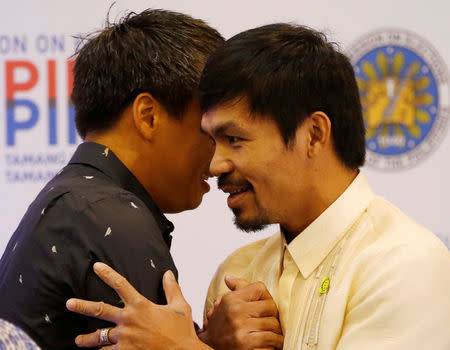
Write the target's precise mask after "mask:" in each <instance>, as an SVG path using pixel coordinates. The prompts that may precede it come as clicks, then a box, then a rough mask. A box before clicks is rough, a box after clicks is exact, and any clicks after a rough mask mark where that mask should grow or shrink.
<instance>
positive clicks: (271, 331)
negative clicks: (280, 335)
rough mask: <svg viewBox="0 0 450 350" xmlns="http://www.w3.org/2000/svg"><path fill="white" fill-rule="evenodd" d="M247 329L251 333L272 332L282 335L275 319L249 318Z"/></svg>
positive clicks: (272, 317) (277, 322)
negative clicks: (248, 330)
mask: <svg viewBox="0 0 450 350" xmlns="http://www.w3.org/2000/svg"><path fill="white" fill-rule="evenodd" d="M247 327H248V329H249V330H250V331H251V332H273V333H276V334H280V335H282V334H283V332H282V330H281V325H280V321H278V319H277V318H275V317H260V318H250V319H248V320H247Z"/></svg>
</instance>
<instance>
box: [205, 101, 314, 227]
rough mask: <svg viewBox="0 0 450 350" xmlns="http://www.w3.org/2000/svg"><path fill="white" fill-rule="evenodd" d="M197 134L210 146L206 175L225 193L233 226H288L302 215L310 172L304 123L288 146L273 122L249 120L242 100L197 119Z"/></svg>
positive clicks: (266, 118)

—————

Switch every "rough mask" in the records to "coarse mask", then write all the records out again with nothing else changed. Leave the pictures out.

Write the target's precise mask after "mask:" in each <instance>, as an SVG path using pixel coordinates. The prompts that may precede it come as clicks, then a box, then a coarse mask. A box before clicks is rough, a box after clicks is exact, and any clicks after a coarse mask mark where that mask should grow or shrink.
<instance>
positive clicks: (271, 331)
negative clicks: (280, 335)
coarse mask: <svg viewBox="0 0 450 350" xmlns="http://www.w3.org/2000/svg"><path fill="white" fill-rule="evenodd" d="M247 329L251 333L272 332L282 335L275 319L249 318Z"/></svg>
positive clicks: (272, 317) (277, 322)
negative clicks: (248, 330)
mask: <svg viewBox="0 0 450 350" xmlns="http://www.w3.org/2000/svg"><path fill="white" fill-rule="evenodd" d="M247 327H248V329H249V330H250V331H251V332H273V333H276V334H280V335H282V334H283V332H282V330H281V325H280V321H278V319H277V318H275V317H260V318H250V319H248V320H247Z"/></svg>
</instance>
<instance>
box: [205, 101, 314, 227]
coarse mask: <svg viewBox="0 0 450 350" xmlns="http://www.w3.org/2000/svg"><path fill="white" fill-rule="evenodd" d="M197 134L210 146L206 175L225 193L233 226H288L302 215L310 172L304 123L288 146L273 122L249 120L242 100L197 119Z"/></svg>
positive clicks: (266, 118)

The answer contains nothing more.